▸ REQUEST
Return every one of the items below line for line, with no change to any wording, number, or punctuation.

Items excerpted from a collection:
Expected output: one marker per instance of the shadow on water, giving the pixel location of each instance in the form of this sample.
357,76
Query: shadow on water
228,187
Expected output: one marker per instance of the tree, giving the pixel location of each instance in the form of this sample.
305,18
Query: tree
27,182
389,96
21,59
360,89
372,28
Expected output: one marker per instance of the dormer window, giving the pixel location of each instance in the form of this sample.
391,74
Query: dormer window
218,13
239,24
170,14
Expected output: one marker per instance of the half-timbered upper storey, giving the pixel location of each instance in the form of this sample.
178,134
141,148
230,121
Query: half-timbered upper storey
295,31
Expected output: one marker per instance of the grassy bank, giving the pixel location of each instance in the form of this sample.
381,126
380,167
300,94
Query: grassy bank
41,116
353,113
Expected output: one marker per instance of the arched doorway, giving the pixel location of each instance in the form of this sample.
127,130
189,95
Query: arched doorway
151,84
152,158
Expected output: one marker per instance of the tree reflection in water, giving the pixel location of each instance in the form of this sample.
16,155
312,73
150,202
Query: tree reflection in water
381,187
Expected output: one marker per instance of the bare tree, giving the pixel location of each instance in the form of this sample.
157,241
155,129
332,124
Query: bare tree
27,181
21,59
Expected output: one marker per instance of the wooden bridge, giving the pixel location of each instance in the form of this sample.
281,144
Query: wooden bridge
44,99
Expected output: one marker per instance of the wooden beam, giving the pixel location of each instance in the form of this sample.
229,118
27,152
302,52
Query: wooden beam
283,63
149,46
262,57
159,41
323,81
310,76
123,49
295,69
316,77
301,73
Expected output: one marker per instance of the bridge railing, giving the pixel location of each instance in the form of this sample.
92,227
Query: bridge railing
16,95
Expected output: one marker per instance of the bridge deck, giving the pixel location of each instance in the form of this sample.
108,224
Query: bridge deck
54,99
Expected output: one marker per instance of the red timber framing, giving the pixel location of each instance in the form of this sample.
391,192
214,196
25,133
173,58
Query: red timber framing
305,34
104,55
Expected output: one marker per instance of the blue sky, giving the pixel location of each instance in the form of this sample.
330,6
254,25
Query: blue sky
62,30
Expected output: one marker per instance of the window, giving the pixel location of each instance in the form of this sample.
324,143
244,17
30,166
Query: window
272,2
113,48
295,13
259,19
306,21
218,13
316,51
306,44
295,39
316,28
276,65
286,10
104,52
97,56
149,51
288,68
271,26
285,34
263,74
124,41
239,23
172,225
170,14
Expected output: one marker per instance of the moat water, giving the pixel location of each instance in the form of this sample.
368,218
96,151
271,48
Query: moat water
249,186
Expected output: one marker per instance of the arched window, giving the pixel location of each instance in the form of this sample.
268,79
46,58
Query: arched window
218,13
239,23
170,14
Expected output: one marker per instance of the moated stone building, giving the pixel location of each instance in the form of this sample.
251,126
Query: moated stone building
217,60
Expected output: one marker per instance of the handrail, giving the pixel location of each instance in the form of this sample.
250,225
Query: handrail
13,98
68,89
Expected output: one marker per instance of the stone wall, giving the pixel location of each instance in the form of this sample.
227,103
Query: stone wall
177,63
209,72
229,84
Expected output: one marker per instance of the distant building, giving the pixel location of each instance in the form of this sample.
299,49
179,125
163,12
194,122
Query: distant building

▸ ANSWER TO THE PROBLEM
Expected output: one marker per instance of the shadow on water, giving the pixel location of each instance in the form of this sample.
357,76
Query: shadow on water
228,187
Expected output: one marker per instance of the tree, giving the pixel location of each instance in the form of this sample.
305,18
Query: tree
27,182
389,96
21,59
360,89
372,28
Expected output: one marker per instance of the dormer window, giving the pixel location of each instance in the form of this sample.
391,74
Query: dormer window
218,13
239,24
170,14
Expected output: one marker per instance of the half-timbered upper storey, giving the pixel location of each instance in the form of this sample.
178,134
141,148
230,121
Query: half-timbered upper storey
295,31
Expected output: one marker per instance of the grassy bank, giving the pixel location of each instance in the form of this sample.
381,126
380,167
300,94
Query: grassy bank
41,116
353,113
Expected output: one marker per instance of the arched doorway, giving the pixel location of each instance in the form of this sample.
127,130
189,95
Query: arched doorway
151,84
152,158
Expected output: one marker per instance of the tree reflection in water, giving the pixel location of each instance in the form of this sample.
16,155
312,73
150,202
Query: tree reflection in water
381,187
Expected output: one marker per instance of the bare tree, giving the pixel location of each instance in the form of this sample.
157,241
155,129
332,124
Query: bare tree
27,181
21,59
Expected output: one marker per instance of the wooden bridge, giving the pixel location of each instance in the form of this sample.
281,144
Query: wooden bridge
44,99
Expected output: one marker per instance of the wooden beam, giving the pixel location of each instance in the form of this sample.
229,118
27,152
302,52
Query: wooden beam
283,63
149,46
262,57
159,41
323,81
310,76
123,49
295,69
316,77
301,73
Expected output: one marker per instance of the bridge railing, giving the pixel location of each instance in the form of this sample.
92,227
Query: bridge railing
16,95
Expected output: one marker per instance of the bridge deck, giving the pixel location of each instance in the form of this sample.
108,224
Query: bridge deck
54,99
Expected output: one marker per instance of the red timber framing, giving the pixel location of each instance in the form of this sample.
391,192
214,196
25,133
173,58
Query: red timber framing
305,34
104,55
Expected output: one marker per instance of the blue sky, giving the pixel location of each instance in the form of this sample.
330,6
254,25
Query: blue sky
62,30
Expected output: one marker per instance of the window, giving the pixel location of each instance in the form of this sample.
324,143
244,17
30,166
Query: window
272,2
113,48
295,13
259,19
306,21
218,13
316,51
306,44
295,39
316,28
276,65
286,10
104,52
97,56
149,51
288,68
271,26
285,34
263,74
124,41
239,23
172,225
170,14
Expected output: one marker per instance of the moat water, giving the pixel location of each instance in the form of this sample.
368,218
96,151
271,48
Query: moat water
249,186
Expected output: one marker per instance of the arched window, giving the pixel location of each instance in the form of this sample.
268,79
46,58
Query: arched window
218,13
239,23
170,14
Expected output: one marker per instance of the moated stone building, giving the pixel location of each instance in the form of this sample.
251,126
Query: moated stone building
217,60
Expected output: one marker per instance of the handrail, giving the pixel location of each instance in the form of this sample.
250,225
Query: handrail
13,98
68,89
Expected output: one marker per instance of the stone wall, giving the pixel location of each instance in the form of this sample.
227,103
Query: stone wall
177,63
209,72
229,84
Expected output: one marker per instance of the distant building, giving the pixel location of each instance in the form of this sample.
299,49
179,125
163,12
194,122
Query: distant building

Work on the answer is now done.